TEXT SECTION:
GNOME Bugzilla – Bug 149982
gweather locations need non-ASCII in their names
Last modified: 2005-01-09 08:03:52 UTC
It seems all the English names in the gweather po-locations are ASCII-only. This isn't really helpful, since the names of many locations are really only known by their proper names, not their ASCII-mangled counterparts. ASCII-only names don't help translators, since the translator of language A rarely would realize the proper name for obscure airport Z in country B after the name has been mangled though an ASCII-only filter. As an example, the Swedish rather small city "Trollhättan" should most likely be spelled the same way in German. It's however unlikely that a German translator realizes this though if the name is mangled to "Trollhattan". I would argue that ASCII-only names here don't even help English-speaking people, since if they are looking for a small airport, they'll be a lot more successful using it's proper name (if they don't have access to the code). I don't know if something like this would be possible: <location code="ESIB" name="Satenas"> <!-- ESIB Satenas --> <_name>Såtenäs</_name> </location> This would still allow the entry to be accessed both by code and by (ASCII) name, while still give translators a big hint to be able to translate it correctly. Also, "en_US" or "C" users will benefit from having the names properly spelled.
You're so much right! These corrections aren't feasible for 2.8, but 2.10 should really be patched to have sane location descriptors.
Bug 151675 contains a patch with the UTF-8'ified names of the Swedish locations. Perhaps others could contribute similar patches.
In my opinion, Locations.xml.in should contain names the names in en_US, with comments giving the localized name. The translators will then be able to use the name they use in their locale. That said, I want to move the locations database into it's own file anyway, so that all programs will be able use the same location database. Perhaps we can move it to freedesktop.org, so that we can share it with KDE.

DATA RECORDS:
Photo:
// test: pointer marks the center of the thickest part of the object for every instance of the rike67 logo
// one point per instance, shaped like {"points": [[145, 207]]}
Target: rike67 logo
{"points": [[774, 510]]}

WORK TO BE COMPLETED:
Quote the bug report verbatim from "Bug 151675 contains" to "it with KDE.".

FULL SOLUTION:
Bug 151675 contains a patch with the UTF-8'ified names of the Swedish locations. Perhaps others could contribute similar patches.
In my opinion, Locations.xml.in should contain names the names in en_US, with comments giving the localized name. The translators will then be able to use the name they use in their locale. That said, I want to move the locations database into it's own file anyway, so that all programs will be able use the same location database. Perhaps we can move it to freedesktop.org, so that we can share it with KDE.